**The problem**. Write out all of the rows below verbatim, line for line.

**Exercise inputs**.

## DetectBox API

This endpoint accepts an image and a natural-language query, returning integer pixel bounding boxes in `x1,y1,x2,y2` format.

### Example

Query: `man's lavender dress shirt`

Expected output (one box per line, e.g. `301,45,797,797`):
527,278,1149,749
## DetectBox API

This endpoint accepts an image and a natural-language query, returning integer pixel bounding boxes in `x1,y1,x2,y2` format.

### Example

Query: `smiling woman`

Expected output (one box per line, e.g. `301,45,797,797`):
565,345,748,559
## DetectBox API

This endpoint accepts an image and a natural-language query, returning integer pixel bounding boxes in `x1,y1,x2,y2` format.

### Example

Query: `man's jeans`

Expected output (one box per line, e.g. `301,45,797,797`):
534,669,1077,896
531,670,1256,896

**Solution below**.
## DetectBox API

This endpoint accepts an image and a natural-language query, returning integer pixel bounding boxes in `x1,y1,x2,y2` format.

### Example

Query: `man's lavender dress shirt`

Expected output (one box per line, e.g. `301,45,797,797`):
527,278,1149,749
## DetectBox API

This endpoint accepts an image and a natural-language query, returning integer pixel bounding boxes in `x1,y1,x2,y2` format.

### Example

Query: `smiling woman`

Expected output (one box per line, e.g. `301,45,797,797`):
565,345,748,559
## DetectBox API

This endpoint accepts an image and a natural-language query, returning integer pixel bounding boxes in `x1,y1,x2,y2` format.

### Example

Query: `man's jeans`

Expected output (one box per line, e.g. `301,45,797,797`):
534,669,1077,896
531,670,1256,896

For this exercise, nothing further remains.